- [Dataset]:
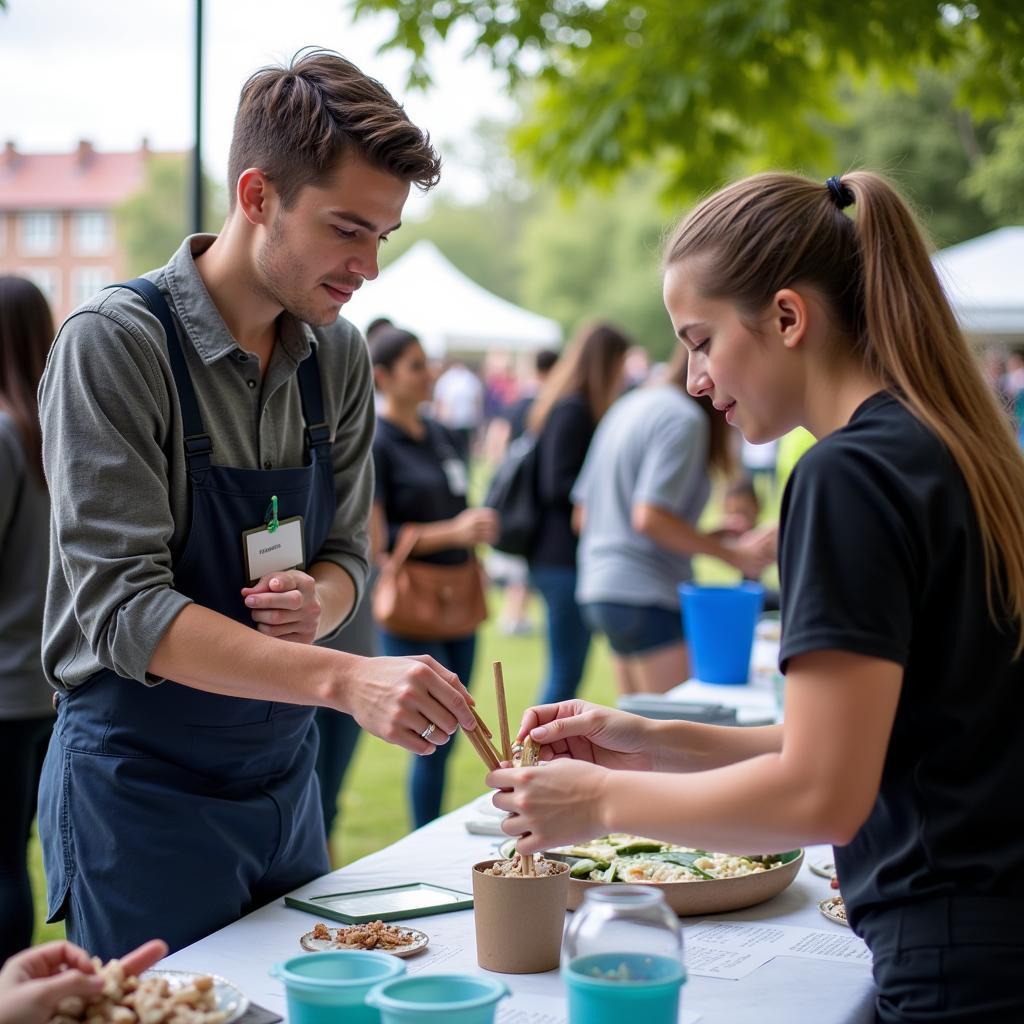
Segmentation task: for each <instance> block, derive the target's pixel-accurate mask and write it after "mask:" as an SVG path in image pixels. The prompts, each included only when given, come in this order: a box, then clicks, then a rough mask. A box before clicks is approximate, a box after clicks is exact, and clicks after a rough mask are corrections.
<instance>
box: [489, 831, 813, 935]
==
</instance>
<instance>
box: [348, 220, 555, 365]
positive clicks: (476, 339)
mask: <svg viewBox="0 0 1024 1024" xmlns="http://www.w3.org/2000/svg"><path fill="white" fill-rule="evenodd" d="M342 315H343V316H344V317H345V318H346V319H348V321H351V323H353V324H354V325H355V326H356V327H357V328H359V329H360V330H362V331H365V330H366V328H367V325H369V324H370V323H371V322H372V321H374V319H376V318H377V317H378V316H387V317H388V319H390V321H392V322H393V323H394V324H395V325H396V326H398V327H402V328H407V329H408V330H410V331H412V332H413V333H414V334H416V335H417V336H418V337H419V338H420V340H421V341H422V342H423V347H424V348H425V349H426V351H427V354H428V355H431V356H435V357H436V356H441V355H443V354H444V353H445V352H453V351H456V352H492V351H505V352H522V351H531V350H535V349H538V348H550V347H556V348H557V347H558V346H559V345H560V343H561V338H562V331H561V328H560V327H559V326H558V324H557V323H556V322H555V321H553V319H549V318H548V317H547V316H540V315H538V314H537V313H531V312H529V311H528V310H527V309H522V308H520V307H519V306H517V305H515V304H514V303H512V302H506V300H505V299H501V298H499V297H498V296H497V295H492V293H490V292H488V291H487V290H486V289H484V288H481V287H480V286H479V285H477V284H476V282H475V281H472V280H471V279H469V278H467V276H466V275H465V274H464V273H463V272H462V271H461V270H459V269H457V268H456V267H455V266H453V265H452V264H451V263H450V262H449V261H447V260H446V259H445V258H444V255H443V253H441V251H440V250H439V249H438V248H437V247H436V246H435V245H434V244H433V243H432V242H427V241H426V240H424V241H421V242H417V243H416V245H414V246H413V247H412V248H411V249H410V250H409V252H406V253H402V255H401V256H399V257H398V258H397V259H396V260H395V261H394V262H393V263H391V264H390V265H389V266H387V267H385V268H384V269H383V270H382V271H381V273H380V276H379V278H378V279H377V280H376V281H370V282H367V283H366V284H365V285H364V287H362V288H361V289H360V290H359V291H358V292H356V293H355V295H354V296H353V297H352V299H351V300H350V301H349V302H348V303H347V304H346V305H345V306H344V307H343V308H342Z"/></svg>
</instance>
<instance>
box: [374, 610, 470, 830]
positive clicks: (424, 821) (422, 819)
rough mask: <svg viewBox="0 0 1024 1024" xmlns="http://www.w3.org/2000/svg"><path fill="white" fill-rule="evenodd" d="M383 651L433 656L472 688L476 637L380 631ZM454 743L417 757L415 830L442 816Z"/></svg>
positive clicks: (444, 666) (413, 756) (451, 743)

- [Work request]: Locate every line of the listing that contains the string "positive" and copy each one out in full. Case counts.

- [Worked solution]:
positive clicks: (476, 339)
positive clicks: (424, 821) (422, 819)
positive clicks: (444, 666) (413, 756) (451, 743)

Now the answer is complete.